┌──
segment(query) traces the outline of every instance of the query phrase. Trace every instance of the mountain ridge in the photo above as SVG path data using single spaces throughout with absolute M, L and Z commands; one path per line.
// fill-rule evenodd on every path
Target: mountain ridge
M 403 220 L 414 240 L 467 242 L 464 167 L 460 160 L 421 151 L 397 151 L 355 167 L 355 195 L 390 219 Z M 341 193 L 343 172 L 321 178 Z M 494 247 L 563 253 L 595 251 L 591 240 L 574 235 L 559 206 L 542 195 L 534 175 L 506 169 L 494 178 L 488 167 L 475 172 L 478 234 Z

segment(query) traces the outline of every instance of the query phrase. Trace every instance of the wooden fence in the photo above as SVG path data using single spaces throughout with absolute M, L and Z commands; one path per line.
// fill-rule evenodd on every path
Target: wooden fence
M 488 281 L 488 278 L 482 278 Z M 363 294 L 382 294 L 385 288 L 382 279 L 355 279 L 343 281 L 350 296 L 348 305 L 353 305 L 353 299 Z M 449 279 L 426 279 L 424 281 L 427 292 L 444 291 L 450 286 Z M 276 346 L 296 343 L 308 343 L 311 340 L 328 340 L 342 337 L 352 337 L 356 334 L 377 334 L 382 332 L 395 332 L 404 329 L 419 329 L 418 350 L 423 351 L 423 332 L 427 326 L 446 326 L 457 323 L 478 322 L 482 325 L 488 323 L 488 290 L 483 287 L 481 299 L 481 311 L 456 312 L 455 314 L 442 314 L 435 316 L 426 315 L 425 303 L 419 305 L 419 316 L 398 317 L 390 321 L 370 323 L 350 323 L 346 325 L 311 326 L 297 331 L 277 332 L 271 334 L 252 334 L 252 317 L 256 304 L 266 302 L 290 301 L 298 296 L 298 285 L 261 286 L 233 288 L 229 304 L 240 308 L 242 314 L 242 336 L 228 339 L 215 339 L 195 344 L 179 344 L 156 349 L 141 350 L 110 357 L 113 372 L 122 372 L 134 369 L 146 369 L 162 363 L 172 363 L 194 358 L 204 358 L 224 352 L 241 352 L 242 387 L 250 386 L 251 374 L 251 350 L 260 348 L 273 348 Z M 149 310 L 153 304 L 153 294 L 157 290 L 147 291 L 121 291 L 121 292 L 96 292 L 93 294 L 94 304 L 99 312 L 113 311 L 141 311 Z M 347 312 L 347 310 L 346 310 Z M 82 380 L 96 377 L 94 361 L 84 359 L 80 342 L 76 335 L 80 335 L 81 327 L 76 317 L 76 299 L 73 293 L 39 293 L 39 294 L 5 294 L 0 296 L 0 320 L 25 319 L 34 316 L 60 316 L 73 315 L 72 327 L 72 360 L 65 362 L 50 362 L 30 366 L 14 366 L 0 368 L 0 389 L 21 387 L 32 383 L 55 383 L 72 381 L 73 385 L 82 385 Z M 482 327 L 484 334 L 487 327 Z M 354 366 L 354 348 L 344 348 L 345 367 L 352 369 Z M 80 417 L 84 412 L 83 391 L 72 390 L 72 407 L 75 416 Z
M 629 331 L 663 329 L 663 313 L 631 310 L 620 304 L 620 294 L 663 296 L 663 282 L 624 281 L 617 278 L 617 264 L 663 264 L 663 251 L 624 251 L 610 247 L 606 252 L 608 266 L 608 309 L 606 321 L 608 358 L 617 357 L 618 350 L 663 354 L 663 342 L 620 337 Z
└──
# TASK GOAL
Reproduce all the entries with every "SVG path data" swapped for "vector path data", leaving everything else untouched.

# WRITTEN ANSWER
segment(query) traces the outline of every instance of the query phrase. Trace every instance of the mountain ridge in the photo above as vector path data using single spaces throughout with absolute M, L and Z commands; one path per line.
// fill-rule evenodd on every path
Target: mountain ridge
M 403 220 L 414 240 L 467 242 L 464 167 L 460 160 L 421 151 L 397 151 L 355 167 L 355 195 L 390 219 Z M 341 193 L 343 172 L 321 178 Z M 494 247 L 563 253 L 595 251 L 591 240 L 574 235 L 559 206 L 542 195 L 534 175 L 506 169 L 494 178 L 488 167 L 475 172 L 478 234 Z

segment(query) traces the outline of every instance of the query phrase. Trace every instance of the wooden fence in the photo above as vector path data using single spaces throughout with absolute M, L and Z commands; one path per line.
// fill-rule evenodd on every path
Target: wooden fence
M 488 281 L 488 278 L 482 278 Z M 363 294 L 382 294 L 385 288 L 382 279 L 355 279 L 343 281 L 350 296 L 348 305 L 353 305 L 353 299 Z M 449 279 L 426 279 L 424 281 L 427 292 L 444 291 L 450 286 Z M 276 346 L 296 343 L 308 343 L 311 340 L 328 340 L 342 337 L 352 337 L 356 334 L 377 334 L 382 332 L 395 332 L 404 329 L 419 329 L 418 350 L 423 351 L 423 332 L 427 326 L 446 326 L 457 323 L 478 322 L 482 325 L 488 323 L 488 290 L 483 287 L 481 299 L 481 311 L 456 312 L 455 314 L 442 314 L 435 316 L 426 315 L 425 303 L 419 305 L 419 316 L 398 317 L 390 321 L 370 323 L 350 323 L 346 325 L 311 326 L 297 331 L 277 332 L 271 334 L 252 334 L 252 317 L 256 304 L 266 302 L 290 301 L 298 296 L 298 285 L 261 286 L 233 288 L 229 304 L 240 308 L 242 314 L 242 336 L 228 339 L 215 339 L 195 344 L 179 344 L 156 349 L 141 350 L 110 357 L 113 372 L 122 372 L 134 369 L 146 369 L 162 363 L 172 363 L 194 358 L 204 358 L 224 352 L 241 352 L 242 387 L 250 386 L 251 374 L 251 350 L 260 348 L 273 348 Z M 149 310 L 153 304 L 153 294 L 157 290 L 147 291 L 121 291 L 121 292 L 96 292 L 93 294 L 94 304 L 99 312 L 113 311 L 141 311 Z M 347 312 L 347 310 L 346 310 Z M 82 380 L 96 377 L 94 361 L 84 359 L 80 342 L 76 335 L 80 335 L 81 327 L 76 317 L 76 299 L 73 293 L 39 293 L 39 294 L 5 294 L 0 296 L 0 320 L 25 319 L 34 316 L 60 316 L 73 315 L 72 327 L 72 360 L 65 362 L 50 362 L 30 366 L 14 366 L 0 368 L 0 389 L 21 387 L 32 383 L 55 383 L 72 381 L 73 385 L 82 385 Z M 482 327 L 484 334 L 487 327 Z M 354 366 L 354 348 L 344 348 L 345 367 L 352 369 Z M 80 417 L 84 412 L 83 391 L 72 390 L 72 407 L 75 416 Z
M 629 331 L 663 329 L 663 313 L 631 310 L 620 304 L 620 294 L 663 296 L 663 282 L 624 281 L 617 278 L 617 264 L 663 264 L 663 251 L 624 251 L 610 247 L 606 252 L 608 266 L 608 309 L 606 321 L 608 358 L 617 357 L 618 350 L 663 354 L 663 342 L 620 337 Z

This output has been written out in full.